Segment Open

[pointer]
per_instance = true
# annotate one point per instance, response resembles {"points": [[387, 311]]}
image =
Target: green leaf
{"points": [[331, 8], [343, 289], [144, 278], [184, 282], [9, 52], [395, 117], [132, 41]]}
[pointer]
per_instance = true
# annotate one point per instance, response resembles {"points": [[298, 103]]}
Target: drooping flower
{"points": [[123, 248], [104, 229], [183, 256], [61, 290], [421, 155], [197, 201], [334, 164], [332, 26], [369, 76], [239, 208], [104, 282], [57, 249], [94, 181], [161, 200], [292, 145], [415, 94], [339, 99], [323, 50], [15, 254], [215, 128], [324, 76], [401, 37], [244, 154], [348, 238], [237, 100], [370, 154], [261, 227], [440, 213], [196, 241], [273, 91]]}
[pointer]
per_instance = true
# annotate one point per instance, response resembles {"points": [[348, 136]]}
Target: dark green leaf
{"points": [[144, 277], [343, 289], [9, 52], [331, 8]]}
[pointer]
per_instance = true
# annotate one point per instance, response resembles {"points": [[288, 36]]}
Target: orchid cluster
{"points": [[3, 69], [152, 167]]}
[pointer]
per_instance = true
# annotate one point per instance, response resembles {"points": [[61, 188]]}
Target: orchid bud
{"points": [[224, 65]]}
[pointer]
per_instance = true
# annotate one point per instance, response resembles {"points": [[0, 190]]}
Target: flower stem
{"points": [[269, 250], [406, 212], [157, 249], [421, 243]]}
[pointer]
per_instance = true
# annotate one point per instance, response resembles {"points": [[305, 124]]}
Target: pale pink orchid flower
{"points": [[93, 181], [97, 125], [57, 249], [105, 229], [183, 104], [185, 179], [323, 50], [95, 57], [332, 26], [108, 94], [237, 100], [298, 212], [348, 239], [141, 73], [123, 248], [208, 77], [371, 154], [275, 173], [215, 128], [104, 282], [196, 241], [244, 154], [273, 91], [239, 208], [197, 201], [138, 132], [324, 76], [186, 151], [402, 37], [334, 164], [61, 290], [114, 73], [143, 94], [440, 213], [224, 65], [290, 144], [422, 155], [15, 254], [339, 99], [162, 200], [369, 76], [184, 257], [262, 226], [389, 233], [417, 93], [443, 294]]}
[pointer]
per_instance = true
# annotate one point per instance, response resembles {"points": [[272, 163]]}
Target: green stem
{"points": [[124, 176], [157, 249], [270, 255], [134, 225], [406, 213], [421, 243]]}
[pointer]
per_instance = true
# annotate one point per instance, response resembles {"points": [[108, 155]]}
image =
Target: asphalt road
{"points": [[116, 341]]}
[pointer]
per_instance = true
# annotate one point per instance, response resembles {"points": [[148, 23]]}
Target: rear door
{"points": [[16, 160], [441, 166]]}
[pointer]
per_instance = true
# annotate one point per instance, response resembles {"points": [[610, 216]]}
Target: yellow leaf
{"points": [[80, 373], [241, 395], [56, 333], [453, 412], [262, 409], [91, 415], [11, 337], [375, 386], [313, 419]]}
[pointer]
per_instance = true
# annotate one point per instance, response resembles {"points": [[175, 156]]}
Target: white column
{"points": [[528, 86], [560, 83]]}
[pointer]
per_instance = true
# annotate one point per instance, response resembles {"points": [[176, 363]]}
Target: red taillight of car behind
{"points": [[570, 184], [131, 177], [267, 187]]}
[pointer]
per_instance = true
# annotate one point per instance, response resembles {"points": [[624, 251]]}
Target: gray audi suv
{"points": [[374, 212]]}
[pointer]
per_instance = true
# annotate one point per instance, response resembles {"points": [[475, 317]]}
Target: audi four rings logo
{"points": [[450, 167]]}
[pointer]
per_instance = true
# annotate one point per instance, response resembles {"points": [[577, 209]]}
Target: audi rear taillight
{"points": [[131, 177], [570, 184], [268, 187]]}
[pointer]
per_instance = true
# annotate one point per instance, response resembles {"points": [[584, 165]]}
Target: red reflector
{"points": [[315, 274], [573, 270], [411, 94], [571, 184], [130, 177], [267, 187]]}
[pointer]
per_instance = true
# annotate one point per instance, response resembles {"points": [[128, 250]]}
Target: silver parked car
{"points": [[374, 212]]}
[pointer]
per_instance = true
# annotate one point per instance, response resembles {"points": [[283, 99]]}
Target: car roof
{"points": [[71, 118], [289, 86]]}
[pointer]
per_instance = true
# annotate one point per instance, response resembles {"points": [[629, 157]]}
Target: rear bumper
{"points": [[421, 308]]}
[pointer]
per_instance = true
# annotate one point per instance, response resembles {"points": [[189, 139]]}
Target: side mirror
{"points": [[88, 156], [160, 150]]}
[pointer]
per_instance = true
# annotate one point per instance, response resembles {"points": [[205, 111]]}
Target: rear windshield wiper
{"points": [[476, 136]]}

Segment Closed

Transcribe the data above verbatim.

[pointer]
per_instance = true
# annotate one point per instance, response resembles {"points": [[387, 311]]}
image =
Target: green leaf
{"points": [[331, 8], [343, 289], [144, 278], [184, 282], [9, 52], [395, 117], [132, 41]]}
[pointer]
per_instance = true
# annotate one point per instance, response resembles {"points": [[298, 103]]}
Target: drooping flower
{"points": [[123, 248], [104, 229], [183, 256], [61, 290], [421, 155], [197, 201], [334, 164], [332, 26], [369, 76], [239, 208], [104, 282], [57, 249], [94, 181], [161, 200], [292, 145], [415, 94], [339, 99], [323, 50], [15, 254], [215, 128], [324, 76], [401, 37], [244, 154], [348, 238], [237, 100], [370, 154], [261, 227], [440, 213], [196, 241], [273, 91]]}
[pointer]
per_instance = true
# annotate one point per instance, response resembles {"points": [[348, 136]]}
Target: dark green leaf
{"points": [[144, 277], [343, 289], [9, 52], [331, 8]]}
[pointer]
per_instance = true
# annotate one point per instance, response resembles {"points": [[288, 36]]}
Target: orchid cluster
{"points": [[3, 69], [152, 167]]}
[pointer]
per_instance = true
# annotate one point per instance, response resembles {"points": [[61, 188]]}
Target: orchid bud
{"points": [[224, 65]]}
[pointer]
per_instance = true
# annotate one point per instance, response resembles {"points": [[0, 190]]}
Target: flower stem
{"points": [[269, 250], [406, 212], [157, 249], [421, 243]]}
[pointer]
per_instance = true
# annotate one point per instance, response resembles {"points": [[305, 124]]}
Target: pale pink orchid flower
{"points": [[93, 181], [97, 125], [57, 249], [105, 229], [183, 104], [185, 179], [323, 50], [95, 57], [332, 26], [108, 94], [237, 100], [298, 212], [348, 239], [141, 73], [123, 248], [208, 77], [371, 154], [275, 173], [215, 128], [104, 282], [196, 241], [244, 154], [273, 91], [239, 208], [197, 201], [138, 132], [324, 76], [186, 151], [402, 37], [334, 164], [61, 290], [114, 73], [143, 94], [440, 213], [224, 65], [290, 144], [422, 155], [15, 254], [339, 99], [162, 200], [369, 76], [184, 257], [262, 226], [389, 233], [417, 93], [443, 294]]}
[pointer]
per_instance = true
# annotate one point per instance, response resembles {"points": [[272, 163]]}
Target: green stem
{"points": [[124, 176], [157, 249], [270, 255], [134, 225], [406, 213], [421, 243]]}
[pointer]
per_instance = true
# annotate one point per instance, response resembles {"points": [[108, 155]]}
image =
Target: asphalt road
{"points": [[116, 341]]}
[pointer]
per_instance = true
# annotate one point per instance, response resembles {"points": [[148, 23]]}
Target: rear door
{"points": [[16, 160], [441, 166]]}
[pointer]
per_instance = true
# annotate one point per instance, response resembles {"points": [[610, 216]]}
Target: yellow leaf
{"points": [[80, 373], [241, 395], [56, 333], [453, 412], [262, 409], [91, 415], [11, 337], [375, 386], [313, 419]]}
[pointer]
per_instance = true
# annotate one point per instance, response resembles {"points": [[175, 156]]}
Target: white column
{"points": [[528, 86], [560, 83]]}
[pointer]
per_instance = true
# annotate one point per instance, response resembles {"points": [[176, 363]]}
Target: red taillight of car behind
{"points": [[570, 184], [131, 177], [267, 187]]}
[pointer]
per_instance = true
# annotate one point per instance, response resembles {"points": [[624, 251]]}
Target: gray audi suv
{"points": [[374, 212]]}
[pointer]
per_instance = true
# annotate one point per instance, response resembles {"points": [[475, 317]]}
Target: audi four rings logo
{"points": [[450, 167]]}
[pointer]
per_instance = true
# annotate one point per instance, response resembles {"points": [[577, 209]]}
Target: audi rear taillight
{"points": [[131, 177], [570, 184], [268, 187]]}
[pointer]
per_instance = true
# annotate one point per instance, response resembles {"points": [[584, 165]]}
Target: red reflector
{"points": [[315, 274], [573, 270], [411, 94], [571, 184], [130, 177], [267, 187]]}
[pointer]
per_instance = true
# annotate one point per instance, response resembles {"points": [[128, 250]]}
Target: silver parked car
{"points": [[374, 212]]}
[pointer]
per_instance = true
# annotate one point per instance, response resembles {"points": [[283, 99]]}
Target: car roof
{"points": [[71, 118], [289, 86]]}
[pointer]
per_instance = true
# annotate one point per instance, response resembles {"points": [[629, 157]]}
Target: rear bumper
{"points": [[421, 308]]}
[pointer]
per_instance = true
# annotate one point per instance, response resembles {"points": [[189, 139]]}
Target: side mirror
{"points": [[88, 156], [160, 150]]}
[pointer]
per_instance = true
# annotate one point per instance, response resembles {"points": [[205, 111]]}
Target: rear windshield wiper
{"points": [[476, 136]]}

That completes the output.